Problem details
Please return all of the entries below exactly as they are written.

Input records Block Start

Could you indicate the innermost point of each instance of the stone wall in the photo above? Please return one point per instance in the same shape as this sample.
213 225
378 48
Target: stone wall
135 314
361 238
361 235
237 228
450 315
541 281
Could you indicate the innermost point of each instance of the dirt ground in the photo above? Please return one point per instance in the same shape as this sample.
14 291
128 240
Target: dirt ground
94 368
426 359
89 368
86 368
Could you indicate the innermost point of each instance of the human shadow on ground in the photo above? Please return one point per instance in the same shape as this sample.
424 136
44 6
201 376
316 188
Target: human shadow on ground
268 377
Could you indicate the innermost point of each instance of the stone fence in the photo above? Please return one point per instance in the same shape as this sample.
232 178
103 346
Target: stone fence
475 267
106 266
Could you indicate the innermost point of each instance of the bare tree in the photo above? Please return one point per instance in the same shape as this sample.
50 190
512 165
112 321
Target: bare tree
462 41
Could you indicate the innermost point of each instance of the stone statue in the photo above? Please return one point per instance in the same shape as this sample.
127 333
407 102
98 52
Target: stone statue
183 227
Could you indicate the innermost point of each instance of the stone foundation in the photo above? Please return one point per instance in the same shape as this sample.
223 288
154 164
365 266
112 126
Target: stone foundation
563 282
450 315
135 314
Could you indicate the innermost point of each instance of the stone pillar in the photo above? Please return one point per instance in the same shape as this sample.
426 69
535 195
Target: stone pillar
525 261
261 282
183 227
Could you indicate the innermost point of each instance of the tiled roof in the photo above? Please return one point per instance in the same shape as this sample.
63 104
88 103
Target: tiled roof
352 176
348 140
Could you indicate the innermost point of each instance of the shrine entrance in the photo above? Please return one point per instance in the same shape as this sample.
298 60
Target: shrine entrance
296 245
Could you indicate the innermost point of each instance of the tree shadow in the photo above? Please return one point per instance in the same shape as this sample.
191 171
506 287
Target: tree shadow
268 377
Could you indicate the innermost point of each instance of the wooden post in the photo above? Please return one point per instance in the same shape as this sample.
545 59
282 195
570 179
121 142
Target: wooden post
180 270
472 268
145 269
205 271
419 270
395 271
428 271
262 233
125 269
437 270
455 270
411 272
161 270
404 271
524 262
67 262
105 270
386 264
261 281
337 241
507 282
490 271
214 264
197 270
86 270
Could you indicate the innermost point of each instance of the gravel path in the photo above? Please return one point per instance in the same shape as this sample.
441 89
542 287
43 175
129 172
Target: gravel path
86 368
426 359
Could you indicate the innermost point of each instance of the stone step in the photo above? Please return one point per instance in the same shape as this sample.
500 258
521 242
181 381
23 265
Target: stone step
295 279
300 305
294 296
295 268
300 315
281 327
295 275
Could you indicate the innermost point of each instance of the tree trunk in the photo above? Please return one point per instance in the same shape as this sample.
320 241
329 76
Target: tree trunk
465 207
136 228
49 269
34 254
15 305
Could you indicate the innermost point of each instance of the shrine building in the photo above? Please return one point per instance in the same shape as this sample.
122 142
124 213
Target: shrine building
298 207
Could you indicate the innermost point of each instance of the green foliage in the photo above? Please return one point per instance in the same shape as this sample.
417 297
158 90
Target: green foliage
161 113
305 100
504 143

Input records Block End

Exercise output
Could you indicate the innermost point of each instance of the stone wall in the photo above? Please return one point per instance in the same shape as this sample.
213 225
378 48
Target: stone wall
135 314
361 238
361 235
237 228
450 315
541 281
Could you indicate the innermost point of each instance of the dirt ground in the photo above? Please return one point per instance in the same shape as this sample.
14 291
128 240
Target: dirt ground
94 368
426 359
89 368
86 368
Could you indicate the innermost point of each instance of the human shadow on ground in the photo above? Please return one point per instance in the same shape as this sample.
424 136
44 6
201 376
316 188
Target: human shadow on ground
268 377
Could you indicate the innermost point of each instance of the stone fence in the photo above? Please return one point per instance in the same shape as this sample.
232 178
103 346
Target: stone fence
475 267
106 266
Could you indicate the innermost point of each instance of the bare tree in the photo above? Please return one point per instance in the same shape as this sample.
50 190
512 165
112 321
Target: bare tree
462 41
Could you indicate the innermost point of each instance of the stone statue in the photo above? Please return one point per instance in the same shape as this sample.
127 333
407 102
98 52
Target: stone statue
183 227
Could you indicate the innermost point of each instance of the stone foundation in the photo above? Please return one point per instance in the same shape as this sample.
223 288
154 164
365 266
112 126
Target: stone foundation
563 282
450 315
135 314
Could you indicate the innermost point of each instance of the stone pillar in the photo above? Please return one point per instance in the same shape as this sample.
426 69
535 195
Target: stone pillar
525 261
261 282
183 227
Could you indicate the innermost point of each instance of the tiled roof in the photo above? Please return one point per instance in the same shape as this sample.
63 104
88 103
Target: tiled roof
352 176
348 140
Could you indicate the innermost point of each instance of the shrine entrance in the photo above? Please return one point per instance in the same shape as this sample.
298 60
Target: shrine entrance
296 245
Could you indicate the innermost point of each instance of the tree shadow in the photo above? Please return one point per instance in the same shape as this sample.
191 171
506 287
Target: tree shadow
268 377
Could you indicate the innermost point of each instance of the wooden post in the photo above? Please return one point per instance in the same shape as this sample.
545 59
282 195
570 179
121 142
Target: wooden post
180 270
472 268
145 269
205 271
419 270
395 271
428 271
262 233
125 269
437 270
455 270
411 272
161 270
404 271
524 262
67 262
105 270
386 264
261 281
337 241
507 282
490 271
214 264
197 270
86 270
Could you indicate the innermost point of each instance of the gravel path in the photo above? Please return one point per instance in the same shape as this sample.
441 89
542 287
43 175
129 172
Target: gravel path
86 368
426 359
Could you indicate the innermost point of each instance of the stone step in the photo above? Please return one point per instance in the same shape as this sample.
500 258
521 242
181 381
23 265
Target: stone step
295 279
300 305
294 296
295 268
300 315
281 327
295 275
Could you indicate the innermost point of each instance of the tree trunk in the photo above? Please return one point per instance in the same shape as this sample.
320 241
329 76
Target: tree trunk
465 207
136 228
49 269
34 254
15 305
Could you indicate the innermost point of each instance of the shrine building in the photo above? Please return one point per instance in the same shape as this sample.
122 142
124 213
Target: shrine building
298 207
Could you indicate the innermost point of each instance of the green foliage in the photo above? Please return one point per instance in the same shape as this sample.
417 297
158 90
Target: green foliage
161 113
305 100
504 143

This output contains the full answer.